| Objective |
Exactly and only the lines from the one with "sidewalk. Do not add anything beyond the points." through the end of the listing are to be transcribed, both ends included.

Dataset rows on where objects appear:
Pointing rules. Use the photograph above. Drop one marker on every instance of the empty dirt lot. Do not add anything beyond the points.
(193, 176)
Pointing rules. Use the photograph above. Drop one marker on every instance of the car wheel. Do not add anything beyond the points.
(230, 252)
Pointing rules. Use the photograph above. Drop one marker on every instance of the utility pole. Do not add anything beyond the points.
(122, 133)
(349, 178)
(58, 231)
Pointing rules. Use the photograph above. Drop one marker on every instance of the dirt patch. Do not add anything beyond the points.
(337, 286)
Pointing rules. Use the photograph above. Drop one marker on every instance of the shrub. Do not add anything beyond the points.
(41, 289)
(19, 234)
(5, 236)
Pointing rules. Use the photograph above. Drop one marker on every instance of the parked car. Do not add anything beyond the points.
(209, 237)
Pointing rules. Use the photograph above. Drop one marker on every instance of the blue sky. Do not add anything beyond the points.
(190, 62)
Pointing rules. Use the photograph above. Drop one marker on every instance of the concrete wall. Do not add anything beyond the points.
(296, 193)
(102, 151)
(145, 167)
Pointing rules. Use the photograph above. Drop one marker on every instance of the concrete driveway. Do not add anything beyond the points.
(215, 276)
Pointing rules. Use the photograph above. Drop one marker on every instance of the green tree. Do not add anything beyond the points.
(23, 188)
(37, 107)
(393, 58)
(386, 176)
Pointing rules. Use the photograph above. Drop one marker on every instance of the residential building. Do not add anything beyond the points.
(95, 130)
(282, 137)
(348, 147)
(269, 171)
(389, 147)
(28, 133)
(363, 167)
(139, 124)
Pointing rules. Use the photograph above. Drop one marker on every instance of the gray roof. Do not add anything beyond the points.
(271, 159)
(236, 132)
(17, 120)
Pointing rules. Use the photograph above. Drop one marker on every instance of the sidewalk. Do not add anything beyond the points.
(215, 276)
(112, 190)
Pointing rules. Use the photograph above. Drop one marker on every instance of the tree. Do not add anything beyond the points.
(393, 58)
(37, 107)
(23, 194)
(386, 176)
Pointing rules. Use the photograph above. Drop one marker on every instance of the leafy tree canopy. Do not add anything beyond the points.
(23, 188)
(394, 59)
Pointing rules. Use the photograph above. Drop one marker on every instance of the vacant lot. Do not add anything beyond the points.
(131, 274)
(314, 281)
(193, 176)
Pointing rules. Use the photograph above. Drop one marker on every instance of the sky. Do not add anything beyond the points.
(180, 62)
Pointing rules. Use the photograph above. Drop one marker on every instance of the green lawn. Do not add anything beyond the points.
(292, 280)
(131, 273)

| Correct answer |
Pointing rules. Use the photograph above. Drop one marker on every instance of the sidewalk. Do not add anything beyond the points.
(215, 276)
(112, 190)
Pointing rules. Use the photograph above. Drop one marker on every instance of the tree. Do not add anything beyond the points.
(393, 58)
(37, 107)
(23, 194)
(386, 176)
Pointing rules. Use the photograph above. Drop one marker on every instance of the leafy tree canopy. Do not add anything beyond the points.
(23, 188)
(394, 59)
Pointing rules. Use the photograph above. Drop one marker on every instance of the vacant lot. Do not add anything beyond the points.
(131, 274)
(314, 281)
(193, 176)
Pointing rules. Use the photograph above. Drop one marker on every instance of the sky. Do not add anything beyond the points.
(180, 62)
Pointing rules. Use the photograph above. Drop one marker on every instance of the green lawn. Do not add anything beyond the points.
(292, 280)
(131, 273)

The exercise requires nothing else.